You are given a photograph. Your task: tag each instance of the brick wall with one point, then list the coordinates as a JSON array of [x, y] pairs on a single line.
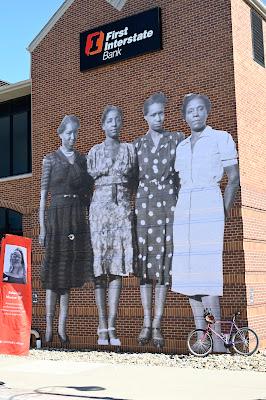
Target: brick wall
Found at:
[[197, 56], [250, 84]]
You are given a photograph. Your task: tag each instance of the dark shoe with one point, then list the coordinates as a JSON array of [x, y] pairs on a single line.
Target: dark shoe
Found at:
[[48, 340], [62, 340], [144, 336], [157, 338], [102, 337]]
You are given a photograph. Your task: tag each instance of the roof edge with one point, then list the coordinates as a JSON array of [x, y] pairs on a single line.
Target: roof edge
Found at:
[[14, 90], [47, 27], [256, 4]]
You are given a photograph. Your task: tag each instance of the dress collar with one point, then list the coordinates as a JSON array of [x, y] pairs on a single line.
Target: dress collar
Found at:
[[205, 133]]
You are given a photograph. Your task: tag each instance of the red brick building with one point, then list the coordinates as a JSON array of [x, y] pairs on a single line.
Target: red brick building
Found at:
[[206, 48]]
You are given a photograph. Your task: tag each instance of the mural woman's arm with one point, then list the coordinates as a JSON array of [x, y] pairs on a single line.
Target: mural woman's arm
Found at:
[[232, 187]]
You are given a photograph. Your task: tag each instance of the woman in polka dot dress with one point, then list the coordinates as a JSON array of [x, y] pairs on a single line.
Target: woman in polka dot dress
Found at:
[[155, 204]]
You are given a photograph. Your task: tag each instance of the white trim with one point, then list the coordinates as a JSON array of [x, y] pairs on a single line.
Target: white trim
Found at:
[[16, 177], [256, 4], [14, 90], [52, 21]]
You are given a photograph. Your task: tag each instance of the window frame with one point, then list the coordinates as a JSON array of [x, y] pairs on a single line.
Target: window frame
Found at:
[[13, 109], [255, 13]]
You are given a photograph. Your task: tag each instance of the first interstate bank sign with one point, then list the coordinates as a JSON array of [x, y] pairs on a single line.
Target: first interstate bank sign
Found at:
[[128, 37]]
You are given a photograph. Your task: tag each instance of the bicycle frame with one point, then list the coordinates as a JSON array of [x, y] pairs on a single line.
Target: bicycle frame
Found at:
[[226, 339]]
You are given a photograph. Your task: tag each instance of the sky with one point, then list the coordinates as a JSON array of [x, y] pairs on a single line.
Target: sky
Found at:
[[21, 21]]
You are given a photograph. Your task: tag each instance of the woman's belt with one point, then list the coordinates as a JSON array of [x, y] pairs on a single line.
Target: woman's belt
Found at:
[[114, 189]]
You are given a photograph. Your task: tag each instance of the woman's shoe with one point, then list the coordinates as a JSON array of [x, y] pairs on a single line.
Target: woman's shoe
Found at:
[[101, 341], [157, 338], [63, 341], [144, 336], [114, 341], [48, 339]]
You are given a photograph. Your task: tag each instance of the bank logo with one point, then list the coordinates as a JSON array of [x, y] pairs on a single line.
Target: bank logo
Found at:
[[94, 43], [120, 40]]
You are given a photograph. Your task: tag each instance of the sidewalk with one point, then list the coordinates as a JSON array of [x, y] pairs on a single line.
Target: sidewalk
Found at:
[[43, 379]]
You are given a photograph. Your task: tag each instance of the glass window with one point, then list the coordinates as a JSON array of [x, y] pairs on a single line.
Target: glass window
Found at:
[[257, 38], [15, 135], [20, 143], [10, 222], [5, 146]]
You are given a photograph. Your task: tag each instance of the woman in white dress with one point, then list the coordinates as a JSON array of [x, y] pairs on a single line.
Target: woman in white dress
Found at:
[[111, 165], [198, 229]]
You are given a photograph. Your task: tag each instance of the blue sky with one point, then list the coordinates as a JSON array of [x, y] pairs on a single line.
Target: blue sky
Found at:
[[21, 21]]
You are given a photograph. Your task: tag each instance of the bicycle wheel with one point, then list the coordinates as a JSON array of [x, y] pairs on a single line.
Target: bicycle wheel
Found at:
[[245, 341], [199, 343]]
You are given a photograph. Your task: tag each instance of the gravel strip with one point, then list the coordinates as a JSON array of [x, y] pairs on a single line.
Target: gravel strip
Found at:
[[256, 362]]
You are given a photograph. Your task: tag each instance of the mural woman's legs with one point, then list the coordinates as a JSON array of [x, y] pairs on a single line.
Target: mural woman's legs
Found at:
[[197, 307], [146, 300], [50, 302], [160, 297], [100, 299], [114, 290], [213, 304], [63, 314]]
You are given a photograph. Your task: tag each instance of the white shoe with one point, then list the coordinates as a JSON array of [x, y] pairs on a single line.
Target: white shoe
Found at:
[[114, 341], [102, 342]]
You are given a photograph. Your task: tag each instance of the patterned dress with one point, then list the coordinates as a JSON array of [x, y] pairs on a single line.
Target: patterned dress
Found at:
[[199, 215], [110, 210], [155, 205], [68, 255]]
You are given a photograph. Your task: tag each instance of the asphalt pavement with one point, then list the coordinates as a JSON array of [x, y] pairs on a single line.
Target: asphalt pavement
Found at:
[[45, 379]]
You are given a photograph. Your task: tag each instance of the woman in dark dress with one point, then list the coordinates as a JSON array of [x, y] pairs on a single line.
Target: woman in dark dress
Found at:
[[17, 270], [68, 257], [154, 209]]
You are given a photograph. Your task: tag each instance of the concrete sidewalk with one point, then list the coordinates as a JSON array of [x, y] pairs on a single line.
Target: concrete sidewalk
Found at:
[[54, 380]]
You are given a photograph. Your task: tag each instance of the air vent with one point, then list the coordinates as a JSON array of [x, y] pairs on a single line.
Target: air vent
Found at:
[[257, 38]]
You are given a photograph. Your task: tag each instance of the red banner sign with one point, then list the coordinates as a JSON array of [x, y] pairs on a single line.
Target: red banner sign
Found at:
[[15, 295]]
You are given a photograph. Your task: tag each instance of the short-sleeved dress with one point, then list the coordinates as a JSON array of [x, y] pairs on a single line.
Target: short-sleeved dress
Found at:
[[198, 229], [155, 203], [68, 255], [110, 210]]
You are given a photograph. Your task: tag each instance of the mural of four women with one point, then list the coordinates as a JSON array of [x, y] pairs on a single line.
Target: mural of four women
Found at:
[[175, 238]]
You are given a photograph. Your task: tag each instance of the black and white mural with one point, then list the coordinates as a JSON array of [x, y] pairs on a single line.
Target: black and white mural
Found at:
[[172, 241]]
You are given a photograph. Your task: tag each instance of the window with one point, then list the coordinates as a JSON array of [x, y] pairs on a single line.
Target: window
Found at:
[[15, 135], [257, 38], [10, 222], [118, 4]]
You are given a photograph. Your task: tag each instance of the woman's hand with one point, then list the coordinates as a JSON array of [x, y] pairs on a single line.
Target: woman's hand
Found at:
[[42, 236]]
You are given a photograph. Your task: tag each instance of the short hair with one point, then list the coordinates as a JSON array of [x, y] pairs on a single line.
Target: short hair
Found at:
[[191, 96], [158, 97], [109, 108], [68, 119], [22, 261]]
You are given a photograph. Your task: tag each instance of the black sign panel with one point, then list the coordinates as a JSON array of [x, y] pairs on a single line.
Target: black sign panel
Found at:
[[122, 39]]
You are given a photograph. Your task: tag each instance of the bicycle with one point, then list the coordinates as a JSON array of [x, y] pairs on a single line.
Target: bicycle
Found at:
[[243, 340]]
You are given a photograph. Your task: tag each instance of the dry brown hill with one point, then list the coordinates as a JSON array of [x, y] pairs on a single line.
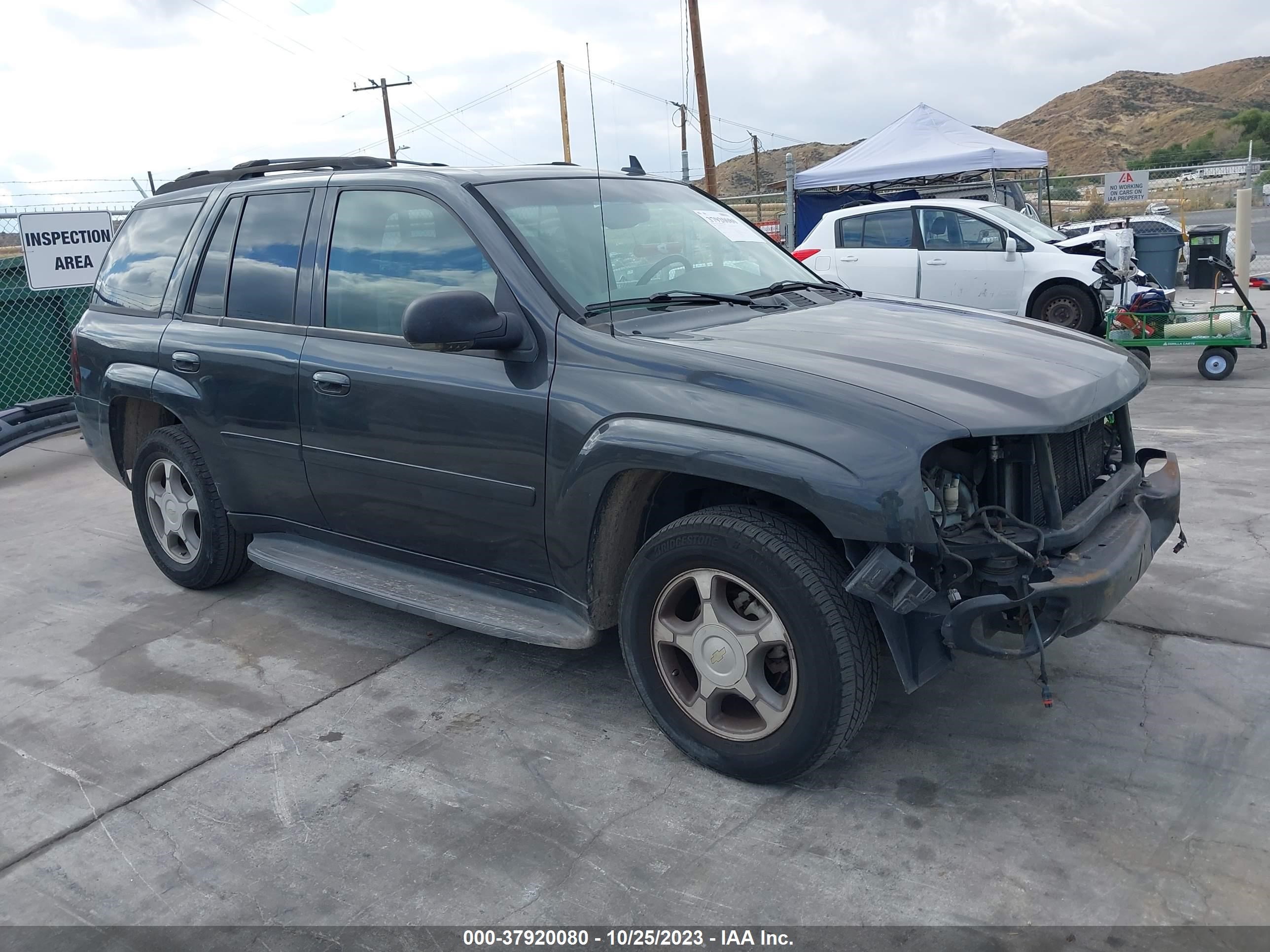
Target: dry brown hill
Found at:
[[1128, 115]]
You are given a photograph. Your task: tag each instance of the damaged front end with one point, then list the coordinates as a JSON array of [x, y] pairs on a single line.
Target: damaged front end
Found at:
[[1037, 536]]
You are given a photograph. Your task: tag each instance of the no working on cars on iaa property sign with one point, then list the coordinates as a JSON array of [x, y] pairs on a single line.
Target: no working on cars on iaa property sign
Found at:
[[64, 249]]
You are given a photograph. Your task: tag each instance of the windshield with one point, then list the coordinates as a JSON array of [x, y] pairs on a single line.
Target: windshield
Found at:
[[657, 237], [1022, 223]]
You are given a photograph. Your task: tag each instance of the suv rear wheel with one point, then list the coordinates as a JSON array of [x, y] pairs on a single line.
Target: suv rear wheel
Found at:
[[743, 645], [1067, 306], [181, 516]]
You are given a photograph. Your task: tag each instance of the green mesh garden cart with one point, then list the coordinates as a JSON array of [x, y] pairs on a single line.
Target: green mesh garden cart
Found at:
[[1222, 331]]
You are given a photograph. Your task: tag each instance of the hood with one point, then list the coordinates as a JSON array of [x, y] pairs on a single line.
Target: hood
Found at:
[[987, 373], [1090, 244]]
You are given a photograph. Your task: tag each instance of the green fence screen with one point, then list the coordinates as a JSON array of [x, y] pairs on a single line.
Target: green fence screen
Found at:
[[35, 336]]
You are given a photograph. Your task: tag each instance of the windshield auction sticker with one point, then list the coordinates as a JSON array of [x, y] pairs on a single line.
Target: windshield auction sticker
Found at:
[[731, 226]]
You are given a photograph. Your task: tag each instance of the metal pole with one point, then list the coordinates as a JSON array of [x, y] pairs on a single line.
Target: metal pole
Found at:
[[699, 68], [388, 118], [789, 202], [564, 112], [759, 184], [1050, 202], [1242, 237]]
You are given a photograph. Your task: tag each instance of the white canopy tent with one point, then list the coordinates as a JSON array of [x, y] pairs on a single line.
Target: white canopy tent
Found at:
[[922, 144]]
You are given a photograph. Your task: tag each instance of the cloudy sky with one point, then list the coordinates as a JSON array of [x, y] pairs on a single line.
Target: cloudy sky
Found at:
[[109, 89]]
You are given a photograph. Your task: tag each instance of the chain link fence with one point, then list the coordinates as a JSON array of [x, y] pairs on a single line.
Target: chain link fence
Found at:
[[35, 325]]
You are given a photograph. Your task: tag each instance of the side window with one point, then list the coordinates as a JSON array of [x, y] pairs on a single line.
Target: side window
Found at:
[[850, 232], [944, 229], [215, 272], [139, 265], [889, 229], [389, 248], [267, 257]]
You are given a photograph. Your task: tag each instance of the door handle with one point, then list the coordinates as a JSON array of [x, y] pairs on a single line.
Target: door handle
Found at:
[[332, 384], [184, 361]]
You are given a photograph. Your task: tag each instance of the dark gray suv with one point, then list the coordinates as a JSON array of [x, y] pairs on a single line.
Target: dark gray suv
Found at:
[[541, 403]]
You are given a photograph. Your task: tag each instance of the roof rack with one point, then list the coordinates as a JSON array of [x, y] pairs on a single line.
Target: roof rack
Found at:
[[257, 168]]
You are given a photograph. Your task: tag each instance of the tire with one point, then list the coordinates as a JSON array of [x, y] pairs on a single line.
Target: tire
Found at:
[[1216, 364], [181, 516], [832, 643], [1066, 306]]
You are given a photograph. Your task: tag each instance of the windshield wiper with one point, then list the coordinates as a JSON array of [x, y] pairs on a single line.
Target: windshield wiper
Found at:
[[777, 287], [669, 298]]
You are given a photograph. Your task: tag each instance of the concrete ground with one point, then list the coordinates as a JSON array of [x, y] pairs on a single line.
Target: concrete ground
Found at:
[[275, 753]]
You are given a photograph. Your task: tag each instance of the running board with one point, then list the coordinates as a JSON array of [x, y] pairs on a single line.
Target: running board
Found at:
[[442, 598]]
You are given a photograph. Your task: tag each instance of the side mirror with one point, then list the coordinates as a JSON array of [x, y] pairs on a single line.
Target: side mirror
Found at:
[[460, 320]]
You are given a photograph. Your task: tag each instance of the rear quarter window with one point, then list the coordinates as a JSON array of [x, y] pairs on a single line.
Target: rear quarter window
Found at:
[[139, 265]]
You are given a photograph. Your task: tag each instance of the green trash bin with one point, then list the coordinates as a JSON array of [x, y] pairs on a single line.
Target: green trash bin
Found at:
[[35, 336]]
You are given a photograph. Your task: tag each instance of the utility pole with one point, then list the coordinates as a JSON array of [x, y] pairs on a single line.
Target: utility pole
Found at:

WORK ITEM — Which of the lines above hold the string "building"? Pick each of them out.

EXPECTED ANSWER —
You are given a photograph. Your task: tag each instance of the red brick building with one point, then list the coordinates as a JSON array of [x, y] pairs on a single line.
Target: red brick building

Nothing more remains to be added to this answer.